* _WORK TO DO_: Return every line below that contains the word "headdress", matching case exactly.
***** PROVIDED RECORDS
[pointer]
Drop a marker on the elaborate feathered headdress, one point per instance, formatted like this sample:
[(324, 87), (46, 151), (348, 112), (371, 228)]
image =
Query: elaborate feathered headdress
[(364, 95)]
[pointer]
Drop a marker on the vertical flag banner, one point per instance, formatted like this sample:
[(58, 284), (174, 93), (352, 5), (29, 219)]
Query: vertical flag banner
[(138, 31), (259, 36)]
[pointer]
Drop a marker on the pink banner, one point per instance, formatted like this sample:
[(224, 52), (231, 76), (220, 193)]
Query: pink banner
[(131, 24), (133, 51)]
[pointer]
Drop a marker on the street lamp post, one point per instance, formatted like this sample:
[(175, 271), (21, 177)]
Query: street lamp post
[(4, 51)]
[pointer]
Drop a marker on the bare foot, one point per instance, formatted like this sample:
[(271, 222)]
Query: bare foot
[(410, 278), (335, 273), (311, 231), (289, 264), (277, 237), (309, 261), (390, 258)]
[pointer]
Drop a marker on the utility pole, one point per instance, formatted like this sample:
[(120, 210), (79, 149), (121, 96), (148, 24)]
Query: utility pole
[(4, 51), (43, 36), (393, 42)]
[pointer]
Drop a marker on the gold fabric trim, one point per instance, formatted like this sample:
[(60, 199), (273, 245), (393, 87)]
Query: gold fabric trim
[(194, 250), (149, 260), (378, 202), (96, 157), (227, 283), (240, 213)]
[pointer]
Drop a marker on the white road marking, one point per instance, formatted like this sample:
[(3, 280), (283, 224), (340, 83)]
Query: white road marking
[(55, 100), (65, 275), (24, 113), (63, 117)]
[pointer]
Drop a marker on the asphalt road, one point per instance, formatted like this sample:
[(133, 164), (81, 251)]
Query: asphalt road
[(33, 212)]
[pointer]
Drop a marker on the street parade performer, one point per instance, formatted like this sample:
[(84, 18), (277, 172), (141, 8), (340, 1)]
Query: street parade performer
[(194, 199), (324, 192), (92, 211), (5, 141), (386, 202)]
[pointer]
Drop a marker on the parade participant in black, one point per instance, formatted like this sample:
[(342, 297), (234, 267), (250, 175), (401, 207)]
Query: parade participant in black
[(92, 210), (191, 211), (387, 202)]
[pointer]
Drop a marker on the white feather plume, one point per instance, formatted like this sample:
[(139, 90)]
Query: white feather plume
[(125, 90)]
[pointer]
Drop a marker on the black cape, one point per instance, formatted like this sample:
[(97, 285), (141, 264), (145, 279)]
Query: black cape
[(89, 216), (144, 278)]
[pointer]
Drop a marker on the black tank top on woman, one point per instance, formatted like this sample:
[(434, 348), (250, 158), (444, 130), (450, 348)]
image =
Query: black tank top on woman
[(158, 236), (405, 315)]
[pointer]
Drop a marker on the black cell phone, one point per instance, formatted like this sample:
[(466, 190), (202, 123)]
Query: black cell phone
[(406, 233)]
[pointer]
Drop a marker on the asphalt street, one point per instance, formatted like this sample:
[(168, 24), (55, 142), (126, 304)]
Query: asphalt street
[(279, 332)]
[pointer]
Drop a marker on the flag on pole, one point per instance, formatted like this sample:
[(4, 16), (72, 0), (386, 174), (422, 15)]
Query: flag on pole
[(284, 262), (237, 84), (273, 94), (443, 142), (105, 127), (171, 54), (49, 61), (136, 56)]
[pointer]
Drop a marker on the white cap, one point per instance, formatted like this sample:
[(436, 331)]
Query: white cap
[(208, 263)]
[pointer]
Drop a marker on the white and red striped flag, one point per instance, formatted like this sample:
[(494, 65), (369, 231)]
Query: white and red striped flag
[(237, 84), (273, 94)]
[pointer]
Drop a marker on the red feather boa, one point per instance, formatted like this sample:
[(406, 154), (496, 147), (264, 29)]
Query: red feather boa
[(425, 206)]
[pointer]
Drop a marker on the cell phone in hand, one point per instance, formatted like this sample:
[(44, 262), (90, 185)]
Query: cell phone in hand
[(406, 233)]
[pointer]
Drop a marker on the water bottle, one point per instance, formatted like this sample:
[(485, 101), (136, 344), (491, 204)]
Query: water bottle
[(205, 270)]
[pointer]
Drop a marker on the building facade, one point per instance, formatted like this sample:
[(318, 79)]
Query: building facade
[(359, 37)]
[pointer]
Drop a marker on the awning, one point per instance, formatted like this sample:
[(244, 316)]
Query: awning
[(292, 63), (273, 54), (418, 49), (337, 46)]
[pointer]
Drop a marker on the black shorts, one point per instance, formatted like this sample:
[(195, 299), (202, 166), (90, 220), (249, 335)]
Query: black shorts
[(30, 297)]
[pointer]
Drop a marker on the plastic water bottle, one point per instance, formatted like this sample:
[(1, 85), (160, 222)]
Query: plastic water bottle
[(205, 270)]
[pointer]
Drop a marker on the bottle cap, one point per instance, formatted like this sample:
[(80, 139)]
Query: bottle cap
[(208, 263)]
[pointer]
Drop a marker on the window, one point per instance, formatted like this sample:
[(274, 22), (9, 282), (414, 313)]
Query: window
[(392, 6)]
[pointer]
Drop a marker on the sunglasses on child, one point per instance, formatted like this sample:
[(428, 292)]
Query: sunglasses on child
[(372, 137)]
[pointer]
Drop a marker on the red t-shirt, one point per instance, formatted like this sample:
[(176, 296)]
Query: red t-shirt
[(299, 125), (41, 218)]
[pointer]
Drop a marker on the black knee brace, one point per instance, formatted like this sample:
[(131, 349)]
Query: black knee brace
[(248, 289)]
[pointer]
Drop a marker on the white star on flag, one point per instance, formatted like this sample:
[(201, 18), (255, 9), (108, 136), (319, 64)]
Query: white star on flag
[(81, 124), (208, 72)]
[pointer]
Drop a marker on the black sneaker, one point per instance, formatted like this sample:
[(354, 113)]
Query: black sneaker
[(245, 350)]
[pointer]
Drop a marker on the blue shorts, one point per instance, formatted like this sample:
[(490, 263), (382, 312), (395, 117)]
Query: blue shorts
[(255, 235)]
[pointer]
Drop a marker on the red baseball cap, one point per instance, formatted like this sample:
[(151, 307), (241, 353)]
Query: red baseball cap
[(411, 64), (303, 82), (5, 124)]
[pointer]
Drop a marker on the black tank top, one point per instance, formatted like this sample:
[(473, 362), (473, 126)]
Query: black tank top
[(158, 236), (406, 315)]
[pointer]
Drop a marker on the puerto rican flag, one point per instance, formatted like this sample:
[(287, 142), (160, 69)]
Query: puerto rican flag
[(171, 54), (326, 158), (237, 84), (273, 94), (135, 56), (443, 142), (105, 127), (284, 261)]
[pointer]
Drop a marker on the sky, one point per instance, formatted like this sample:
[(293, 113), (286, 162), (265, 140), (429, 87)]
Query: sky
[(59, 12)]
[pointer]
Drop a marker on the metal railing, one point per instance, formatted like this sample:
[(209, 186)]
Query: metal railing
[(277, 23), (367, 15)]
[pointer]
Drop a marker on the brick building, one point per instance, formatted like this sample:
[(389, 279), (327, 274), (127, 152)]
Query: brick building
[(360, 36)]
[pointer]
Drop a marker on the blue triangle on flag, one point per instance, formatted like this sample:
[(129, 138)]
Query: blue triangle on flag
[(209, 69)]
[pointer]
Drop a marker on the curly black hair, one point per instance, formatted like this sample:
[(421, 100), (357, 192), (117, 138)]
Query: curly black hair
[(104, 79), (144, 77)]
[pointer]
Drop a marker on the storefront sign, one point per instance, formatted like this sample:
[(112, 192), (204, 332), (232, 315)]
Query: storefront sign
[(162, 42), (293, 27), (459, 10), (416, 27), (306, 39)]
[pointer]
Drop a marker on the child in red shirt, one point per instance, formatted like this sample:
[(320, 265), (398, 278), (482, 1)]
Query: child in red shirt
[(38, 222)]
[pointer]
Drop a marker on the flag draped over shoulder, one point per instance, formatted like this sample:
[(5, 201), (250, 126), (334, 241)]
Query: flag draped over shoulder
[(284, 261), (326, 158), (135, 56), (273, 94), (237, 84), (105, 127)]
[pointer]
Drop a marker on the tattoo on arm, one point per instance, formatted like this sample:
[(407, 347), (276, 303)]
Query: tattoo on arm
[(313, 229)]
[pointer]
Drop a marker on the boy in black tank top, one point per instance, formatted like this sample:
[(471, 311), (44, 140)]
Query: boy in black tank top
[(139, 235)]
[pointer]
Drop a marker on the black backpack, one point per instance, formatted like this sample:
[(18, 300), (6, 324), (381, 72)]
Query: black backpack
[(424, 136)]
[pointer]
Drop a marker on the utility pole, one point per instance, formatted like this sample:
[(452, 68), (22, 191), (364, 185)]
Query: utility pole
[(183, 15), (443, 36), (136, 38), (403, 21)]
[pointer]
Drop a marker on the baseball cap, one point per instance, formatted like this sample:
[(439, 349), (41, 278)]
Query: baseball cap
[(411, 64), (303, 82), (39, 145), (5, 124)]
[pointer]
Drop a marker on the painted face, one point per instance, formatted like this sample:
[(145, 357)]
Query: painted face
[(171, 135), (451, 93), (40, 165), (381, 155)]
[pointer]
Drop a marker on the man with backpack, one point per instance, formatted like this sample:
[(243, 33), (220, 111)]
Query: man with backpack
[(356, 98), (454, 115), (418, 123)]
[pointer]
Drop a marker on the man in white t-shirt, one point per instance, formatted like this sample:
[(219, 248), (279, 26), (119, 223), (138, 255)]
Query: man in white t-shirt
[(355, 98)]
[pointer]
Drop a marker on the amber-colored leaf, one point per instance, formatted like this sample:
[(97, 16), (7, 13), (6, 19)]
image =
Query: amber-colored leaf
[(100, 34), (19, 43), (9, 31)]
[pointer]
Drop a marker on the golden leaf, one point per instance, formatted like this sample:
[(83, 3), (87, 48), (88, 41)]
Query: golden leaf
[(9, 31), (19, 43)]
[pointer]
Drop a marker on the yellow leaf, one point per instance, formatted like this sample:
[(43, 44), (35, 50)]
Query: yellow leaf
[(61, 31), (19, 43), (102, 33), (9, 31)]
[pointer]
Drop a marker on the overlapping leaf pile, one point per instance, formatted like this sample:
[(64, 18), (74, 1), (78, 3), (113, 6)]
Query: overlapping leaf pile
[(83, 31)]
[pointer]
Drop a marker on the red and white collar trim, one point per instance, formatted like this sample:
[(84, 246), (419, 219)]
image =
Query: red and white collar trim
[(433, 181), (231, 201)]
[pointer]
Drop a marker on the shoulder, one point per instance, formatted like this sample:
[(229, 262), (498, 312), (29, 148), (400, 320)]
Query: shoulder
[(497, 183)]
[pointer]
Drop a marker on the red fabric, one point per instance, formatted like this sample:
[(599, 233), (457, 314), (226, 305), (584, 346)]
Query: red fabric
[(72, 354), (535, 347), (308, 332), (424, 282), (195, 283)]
**********
* _ANSWER FOR THE TASK_:
Drop a marker on the elaborate feathered headdress, one point per instance, formatted like this sample:
Query: elaborate feathered headdress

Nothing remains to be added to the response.